**WRITTEN TASK**. Skip every picture and copy only the lines from the one containing "Q: Indicate one point per instance of the red gb" to the final line of the records below.

**DATA ENTRIES**.
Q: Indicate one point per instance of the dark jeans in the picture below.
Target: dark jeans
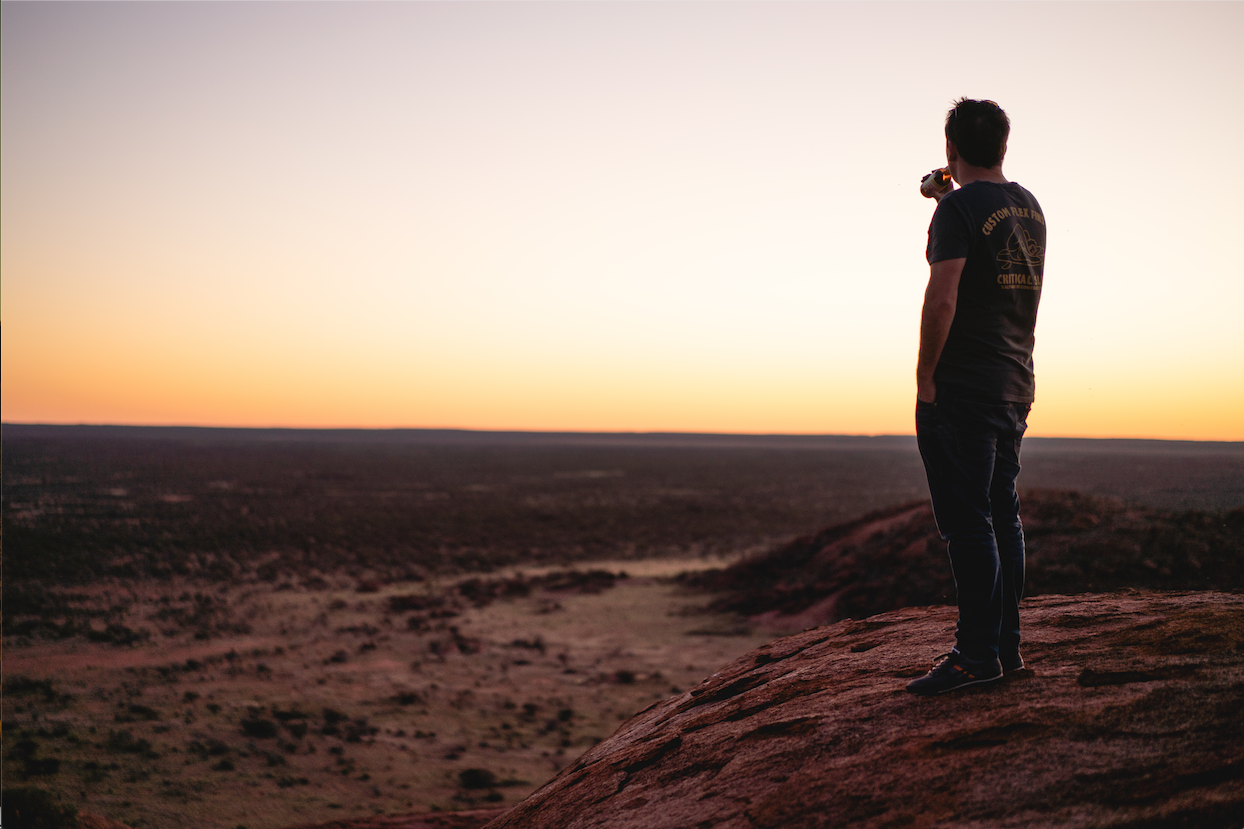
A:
(970, 453)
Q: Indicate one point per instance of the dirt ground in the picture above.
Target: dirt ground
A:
(335, 703)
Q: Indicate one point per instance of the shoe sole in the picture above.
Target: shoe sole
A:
(958, 687)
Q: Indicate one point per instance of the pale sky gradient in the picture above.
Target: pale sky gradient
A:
(601, 215)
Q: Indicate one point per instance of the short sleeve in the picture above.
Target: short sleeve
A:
(951, 233)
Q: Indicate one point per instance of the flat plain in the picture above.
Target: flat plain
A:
(273, 627)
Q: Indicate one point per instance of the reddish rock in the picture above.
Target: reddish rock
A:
(472, 819)
(87, 820)
(895, 558)
(1130, 716)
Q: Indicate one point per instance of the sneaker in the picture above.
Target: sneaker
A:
(956, 672)
(1013, 662)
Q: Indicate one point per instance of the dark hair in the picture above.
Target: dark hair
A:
(978, 130)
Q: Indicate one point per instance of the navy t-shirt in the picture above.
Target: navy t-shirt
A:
(1000, 230)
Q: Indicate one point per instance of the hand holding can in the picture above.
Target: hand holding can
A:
(937, 183)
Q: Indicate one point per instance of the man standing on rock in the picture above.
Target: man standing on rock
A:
(975, 385)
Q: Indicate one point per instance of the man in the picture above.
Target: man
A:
(974, 387)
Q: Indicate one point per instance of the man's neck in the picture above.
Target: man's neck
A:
(968, 173)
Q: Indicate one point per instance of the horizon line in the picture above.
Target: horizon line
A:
(564, 432)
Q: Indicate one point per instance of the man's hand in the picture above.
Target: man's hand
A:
(926, 390)
(929, 187)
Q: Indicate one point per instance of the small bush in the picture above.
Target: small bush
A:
(477, 778)
(36, 808)
(259, 728)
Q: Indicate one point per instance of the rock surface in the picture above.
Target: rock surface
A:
(472, 819)
(1132, 715)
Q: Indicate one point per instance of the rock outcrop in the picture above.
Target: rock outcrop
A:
(1131, 715)
(895, 559)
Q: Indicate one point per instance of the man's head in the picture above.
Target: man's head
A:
(978, 131)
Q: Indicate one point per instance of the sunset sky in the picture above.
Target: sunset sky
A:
(600, 215)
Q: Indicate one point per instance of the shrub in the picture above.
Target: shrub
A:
(477, 778)
(36, 808)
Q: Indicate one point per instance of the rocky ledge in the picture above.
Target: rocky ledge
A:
(1131, 715)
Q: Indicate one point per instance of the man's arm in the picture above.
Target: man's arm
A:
(936, 319)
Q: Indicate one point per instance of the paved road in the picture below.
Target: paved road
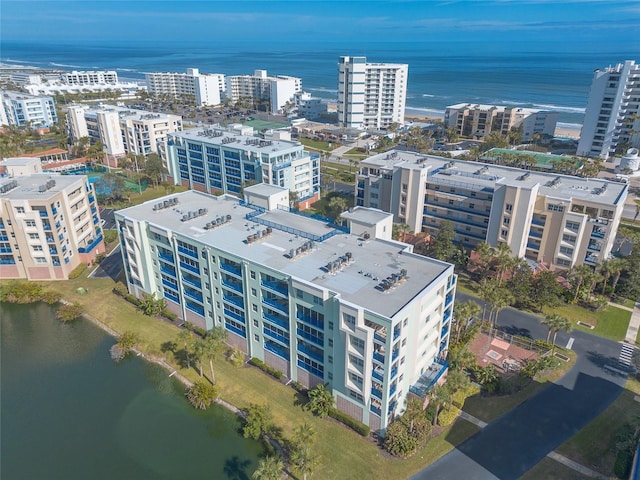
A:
(514, 443)
(110, 267)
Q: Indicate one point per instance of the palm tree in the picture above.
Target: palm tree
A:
(269, 468)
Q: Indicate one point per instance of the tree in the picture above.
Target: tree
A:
(321, 401)
(258, 421)
(69, 312)
(269, 468)
(212, 345)
(443, 247)
(202, 394)
(154, 168)
(185, 337)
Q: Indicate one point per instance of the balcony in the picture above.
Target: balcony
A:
(233, 315)
(310, 352)
(191, 253)
(167, 257)
(284, 308)
(87, 248)
(378, 357)
(281, 322)
(169, 284)
(310, 320)
(193, 295)
(429, 378)
(237, 287)
(190, 268)
(228, 267)
(276, 336)
(312, 338)
(278, 287)
(237, 301)
(191, 281)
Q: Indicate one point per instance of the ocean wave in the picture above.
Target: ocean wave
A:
(560, 108)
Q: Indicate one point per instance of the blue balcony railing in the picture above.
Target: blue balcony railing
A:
(276, 305)
(237, 287)
(312, 338)
(311, 353)
(234, 315)
(277, 320)
(310, 320)
(276, 336)
(276, 287)
(190, 268)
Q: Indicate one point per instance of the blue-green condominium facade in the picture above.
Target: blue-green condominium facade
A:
(215, 160)
(347, 306)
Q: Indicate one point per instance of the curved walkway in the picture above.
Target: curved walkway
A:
(514, 443)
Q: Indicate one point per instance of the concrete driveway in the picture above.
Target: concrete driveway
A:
(517, 441)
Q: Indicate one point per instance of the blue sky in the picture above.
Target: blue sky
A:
(588, 21)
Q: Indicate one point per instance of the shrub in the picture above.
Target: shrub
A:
(76, 272)
(69, 312)
(447, 415)
(256, 362)
(350, 422)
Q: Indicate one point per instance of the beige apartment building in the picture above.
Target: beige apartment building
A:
(476, 121)
(559, 220)
(49, 224)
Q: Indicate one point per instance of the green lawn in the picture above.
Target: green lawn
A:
(344, 454)
(319, 145)
(594, 445)
(549, 469)
(488, 408)
(611, 323)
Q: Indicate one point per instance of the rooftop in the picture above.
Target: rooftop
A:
(487, 176)
(345, 264)
(38, 186)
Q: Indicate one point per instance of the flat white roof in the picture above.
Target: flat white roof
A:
(484, 175)
(357, 281)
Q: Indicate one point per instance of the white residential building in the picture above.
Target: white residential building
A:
(275, 90)
(611, 118)
(204, 88)
(476, 121)
(347, 307)
(122, 130)
(22, 109)
(559, 220)
(371, 95)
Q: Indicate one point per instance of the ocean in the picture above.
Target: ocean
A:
(548, 76)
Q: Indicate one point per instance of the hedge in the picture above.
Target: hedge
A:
(256, 362)
(447, 415)
(350, 422)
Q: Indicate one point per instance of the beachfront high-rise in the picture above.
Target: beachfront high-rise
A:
(559, 220)
(347, 307)
(476, 121)
(49, 224)
(216, 160)
(22, 109)
(203, 88)
(611, 118)
(371, 95)
(122, 130)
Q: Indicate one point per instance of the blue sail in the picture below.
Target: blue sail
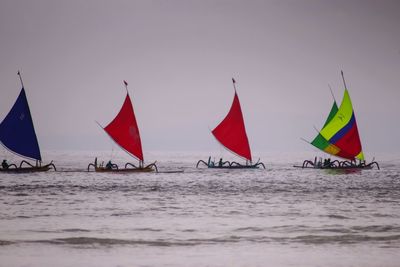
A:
(17, 132)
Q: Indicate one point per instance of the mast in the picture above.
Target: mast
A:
(20, 78)
(344, 82)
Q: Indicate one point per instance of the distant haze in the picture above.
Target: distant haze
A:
(179, 57)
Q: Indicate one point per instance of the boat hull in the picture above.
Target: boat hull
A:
(235, 167)
(27, 169)
(125, 170)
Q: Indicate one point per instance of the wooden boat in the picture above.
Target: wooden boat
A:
(18, 135)
(231, 134)
(125, 132)
(339, 137)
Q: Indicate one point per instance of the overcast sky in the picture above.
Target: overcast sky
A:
(179, 56)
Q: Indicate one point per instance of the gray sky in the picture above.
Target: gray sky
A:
(179, 56)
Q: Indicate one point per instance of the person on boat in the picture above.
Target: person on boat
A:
(109, 165)
(4, 164)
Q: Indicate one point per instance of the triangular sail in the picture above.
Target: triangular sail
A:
(231, 132)
(17, 132)
(342, 131)
(320, 142)
(125, 131)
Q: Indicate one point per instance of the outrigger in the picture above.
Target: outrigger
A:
(231, 133)
(18, 135)
(339, 137)
(125, 132)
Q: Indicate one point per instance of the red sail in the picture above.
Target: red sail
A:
(231, 132)
(124, 130)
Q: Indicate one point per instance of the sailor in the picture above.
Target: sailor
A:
(4, 164)
(109, 165)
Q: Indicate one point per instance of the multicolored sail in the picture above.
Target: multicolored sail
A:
(17, 132)
(125, 131)
(339, 136)
(231, 132)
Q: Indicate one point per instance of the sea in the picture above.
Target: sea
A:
(184, 216)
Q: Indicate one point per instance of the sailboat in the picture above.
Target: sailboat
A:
(339, 137)
(123, 129)
(17, 134)
(231, 133)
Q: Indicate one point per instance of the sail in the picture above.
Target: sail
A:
(231, 132)
(17, 132)
(125, 131)
(342, 131)
(320, 142)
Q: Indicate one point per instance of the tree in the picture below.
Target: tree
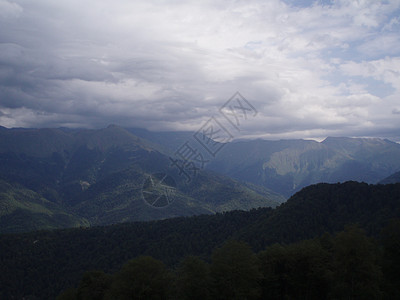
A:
(141, 278)
(194, 281)
(94, 285)
(235, 272)
(357, 274)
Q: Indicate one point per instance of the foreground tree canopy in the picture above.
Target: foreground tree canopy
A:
(349, 265)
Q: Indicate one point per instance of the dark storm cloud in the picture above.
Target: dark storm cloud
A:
(171, 65)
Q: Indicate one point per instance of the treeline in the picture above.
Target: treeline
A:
(39, 265)
(348, 265)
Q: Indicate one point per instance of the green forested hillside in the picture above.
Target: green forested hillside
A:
(21, 208)
(43, 263)
(96, 177)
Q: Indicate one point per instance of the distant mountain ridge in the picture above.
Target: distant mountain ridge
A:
(97, 176)
(286, 166)
(44, 263)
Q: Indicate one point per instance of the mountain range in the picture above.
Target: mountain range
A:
(286, 166)
(55, 178)
(39, 265)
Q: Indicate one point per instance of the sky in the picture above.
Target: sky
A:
(308, 69)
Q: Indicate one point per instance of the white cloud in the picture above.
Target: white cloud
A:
(172, 64)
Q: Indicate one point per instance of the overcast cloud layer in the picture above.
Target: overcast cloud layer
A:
(322, 68)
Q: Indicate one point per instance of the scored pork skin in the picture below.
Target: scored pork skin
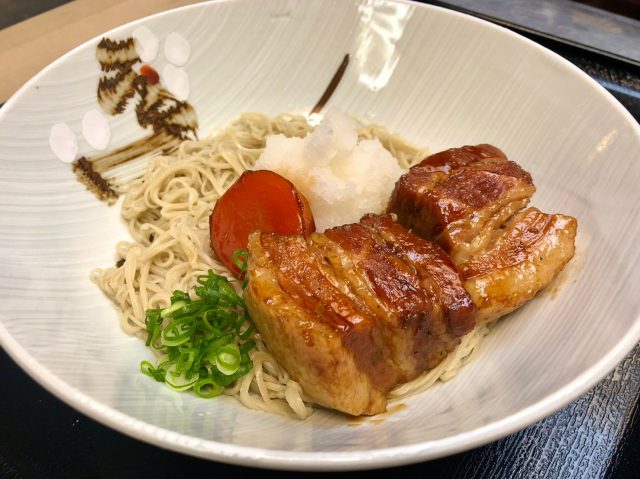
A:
(532, 249)
(453, 196)
(357, 310)
(471, 201)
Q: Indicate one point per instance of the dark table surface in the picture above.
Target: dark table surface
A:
(598, 435)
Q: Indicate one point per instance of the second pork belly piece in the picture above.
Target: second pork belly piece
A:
(470, 200)
(357, 310)
(456, 195)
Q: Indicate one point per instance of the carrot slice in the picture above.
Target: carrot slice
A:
(258, 201)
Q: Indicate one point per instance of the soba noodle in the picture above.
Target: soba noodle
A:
(167, 211)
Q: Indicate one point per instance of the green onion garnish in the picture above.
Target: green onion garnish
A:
(205, 341)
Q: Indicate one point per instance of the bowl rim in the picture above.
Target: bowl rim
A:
(334, 460)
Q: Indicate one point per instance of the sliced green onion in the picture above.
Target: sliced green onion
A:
(205, 341)
(207, 388)
(228, 359)
(177, 333)
(173, 308)
(177, 380)
(156, 373)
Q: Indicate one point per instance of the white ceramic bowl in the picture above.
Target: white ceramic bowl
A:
(440, 79)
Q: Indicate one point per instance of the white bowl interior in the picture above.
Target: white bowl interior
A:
(440, 79)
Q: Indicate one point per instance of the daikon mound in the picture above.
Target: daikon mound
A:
(341, 177)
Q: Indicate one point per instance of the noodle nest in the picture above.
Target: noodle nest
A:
(167, 212)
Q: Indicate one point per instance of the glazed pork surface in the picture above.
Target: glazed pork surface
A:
(472, 201)
(357, 310)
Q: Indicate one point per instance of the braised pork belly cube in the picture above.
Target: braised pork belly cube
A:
(471, 201)
(357, 310)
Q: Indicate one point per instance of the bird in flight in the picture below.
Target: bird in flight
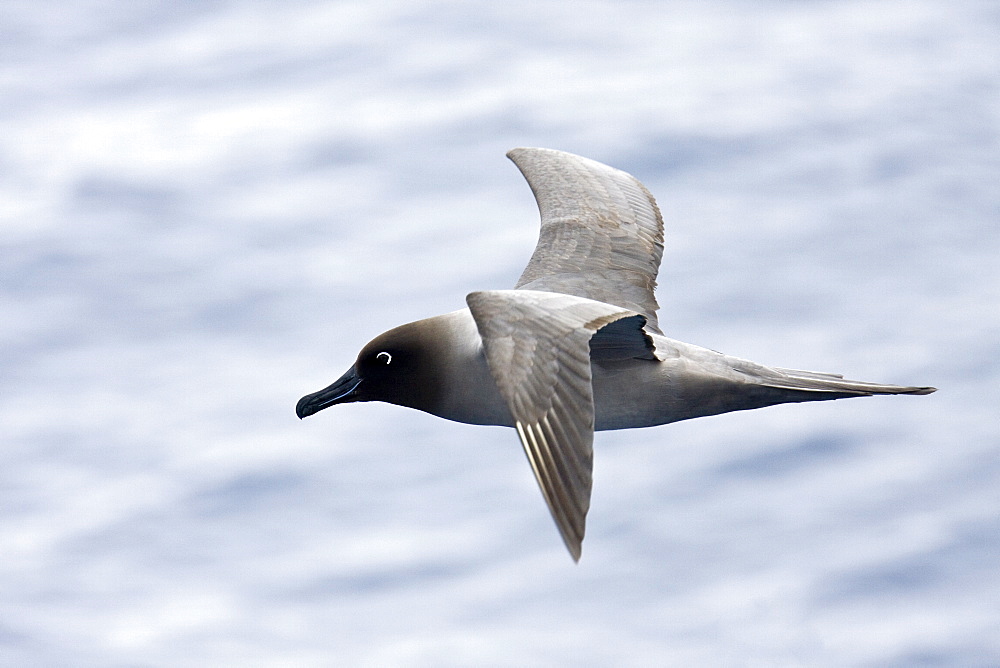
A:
(575, 347)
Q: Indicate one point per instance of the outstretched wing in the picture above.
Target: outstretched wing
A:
(601, 233)
(537, 345)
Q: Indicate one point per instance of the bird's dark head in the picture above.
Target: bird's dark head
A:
(400, 367)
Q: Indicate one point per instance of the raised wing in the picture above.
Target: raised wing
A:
(537, 345)
(601, 233)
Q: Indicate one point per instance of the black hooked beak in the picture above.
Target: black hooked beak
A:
(341, 392)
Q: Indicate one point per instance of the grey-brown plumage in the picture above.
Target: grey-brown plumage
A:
(576, 346)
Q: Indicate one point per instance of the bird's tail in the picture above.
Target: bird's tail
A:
(815, 381)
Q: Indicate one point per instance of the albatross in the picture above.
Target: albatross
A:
(575, 347)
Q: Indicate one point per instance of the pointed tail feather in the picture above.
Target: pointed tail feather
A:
(812, 381)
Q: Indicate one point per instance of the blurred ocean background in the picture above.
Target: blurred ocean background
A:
(207, 208)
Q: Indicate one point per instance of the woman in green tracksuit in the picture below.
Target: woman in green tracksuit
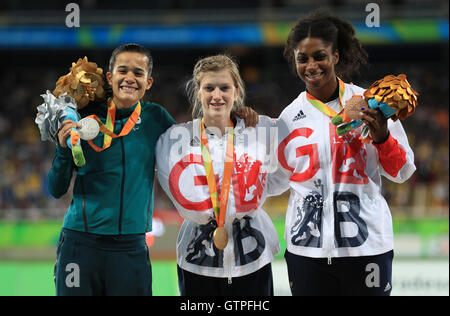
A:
(102, 249)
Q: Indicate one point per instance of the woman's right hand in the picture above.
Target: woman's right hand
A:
(64, 131)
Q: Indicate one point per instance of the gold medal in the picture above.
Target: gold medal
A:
(220, 237)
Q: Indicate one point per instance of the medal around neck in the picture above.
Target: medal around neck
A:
(89, 128)
(220, 238)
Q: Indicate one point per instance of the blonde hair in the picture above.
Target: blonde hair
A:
(213, 64)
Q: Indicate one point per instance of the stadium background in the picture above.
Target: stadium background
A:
(36, 47)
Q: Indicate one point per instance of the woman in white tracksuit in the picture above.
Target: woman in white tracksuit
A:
(227, 250)
(338, 229)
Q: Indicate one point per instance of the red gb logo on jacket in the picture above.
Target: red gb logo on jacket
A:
(248, 183)
(310, 150)
(349, 157)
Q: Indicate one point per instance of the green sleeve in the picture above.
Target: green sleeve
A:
(60, 172)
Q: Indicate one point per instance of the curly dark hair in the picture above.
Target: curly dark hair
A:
(341, 34)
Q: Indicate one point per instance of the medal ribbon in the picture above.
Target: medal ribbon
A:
(219, 211)
(108, 128)
(322, 107)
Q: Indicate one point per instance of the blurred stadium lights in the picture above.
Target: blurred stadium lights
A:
(162, 12)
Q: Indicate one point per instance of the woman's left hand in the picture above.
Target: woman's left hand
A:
(377, 123)
(249, 115)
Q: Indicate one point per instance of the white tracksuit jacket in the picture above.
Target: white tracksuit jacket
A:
(252, 238)
(335, 207)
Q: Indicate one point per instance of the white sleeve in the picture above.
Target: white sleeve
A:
(396, 158)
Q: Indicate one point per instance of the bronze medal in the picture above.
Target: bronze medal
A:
(220, 237)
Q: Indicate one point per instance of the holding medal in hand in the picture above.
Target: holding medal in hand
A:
(218, 184)
(73, 92)
(112, 200)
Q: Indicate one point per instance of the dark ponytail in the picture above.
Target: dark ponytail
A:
(333, 30)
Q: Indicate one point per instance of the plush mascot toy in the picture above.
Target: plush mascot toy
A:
(73, 91)
(393, 95)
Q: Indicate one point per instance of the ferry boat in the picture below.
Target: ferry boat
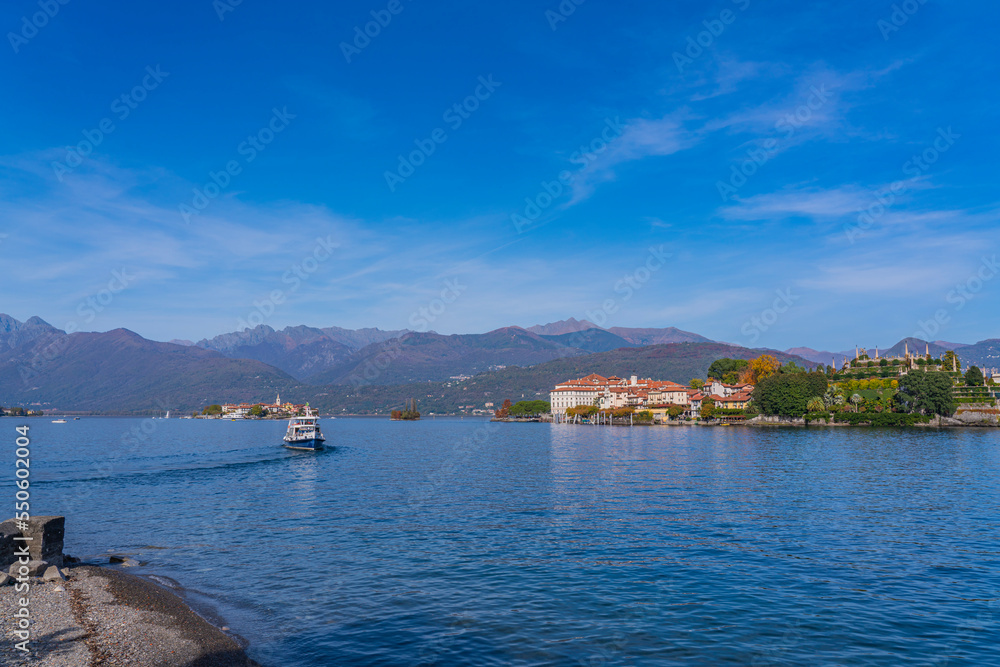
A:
(304, 433)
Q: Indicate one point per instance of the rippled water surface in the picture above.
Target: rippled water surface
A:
(465, 542)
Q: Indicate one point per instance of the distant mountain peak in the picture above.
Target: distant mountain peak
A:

**ANSWER IN FULL**.
Q: Indicate one point per instance of the red gb logo on jacket in the picture above.
Target: red gb logo on jacket
A:
(248, 183)
(310, 150)
(349, 157)
Q: Indicate one point per instance of the green sleeve in the picture above.
Target: green sleeve
A:
(60, 172)
Q: Indicate one point per instance of the curly dark hair in the picture above.
Target: curly dark hair
A:
(341, 34)
Q: Indicate one point per instance of the medal ribbon in the picture above.
Target: medal ribbon
A:
(219, 211)
(108, 128)
(322, 107)
Q: Indicate one point per instance of the blurred stadium lights in the picture above.
Target: blurred stadium lights
A:
(162, 12)
Q: Indicate one point per instance of the woman's left hand in the picture above.
Target: woman's left hand
A:
(377, 123)
(249, 115)
Q: Indicate one point per instance of the white tracksuit jacket in the picture above.
Target: white tracksuit jacket
A:
(252, 238)
(335, 207)
Q: Indicate one point per instance of the white sleeve in the picture above.
Target: white sleeve
A:
(396, 158)
Q: Indicate one point per instance of the bronze medal in the picture above.
Target: bronze medal
A:
(220, 237)
Q: Indicate one point per instance of the holding medal in hand in the picture above.
Target: holding medal in hand
A:
(218, 184)
(73, 92)
(112, 200)
Q: Indicate one point per instance of the dark ponytail in the picture above.
Target: dark ponytail
A:
(333, 30)
Q: Indicate one point per instance of the plush mascot toy in the picture above.
Target: plush mascot toy
A:
(73, 91)
(393, 95)
Q: Indicate one point per instance of the ferry boat in the picture below.
Target: ferry boat
A:
(304, 433)
Q: Indicate one point per instance of the rippled water surface in the picture above.
Target: rippled water surface
A:
(465, 542)
Q: Indicate one point per instance of the distant mountain peak in the picture above.
Target: distant mountain peak
A:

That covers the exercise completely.